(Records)

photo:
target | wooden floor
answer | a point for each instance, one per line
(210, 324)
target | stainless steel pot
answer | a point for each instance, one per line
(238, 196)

**Stated exercise:**
Copy out every line of the records above with no changes.

**Output for this task:**
photo:
target | wooden floor
answer | a point for each instance, one per line
(210, 324)
target | stainless steel pot
answer | a point for each instance, one per line
(238, 196)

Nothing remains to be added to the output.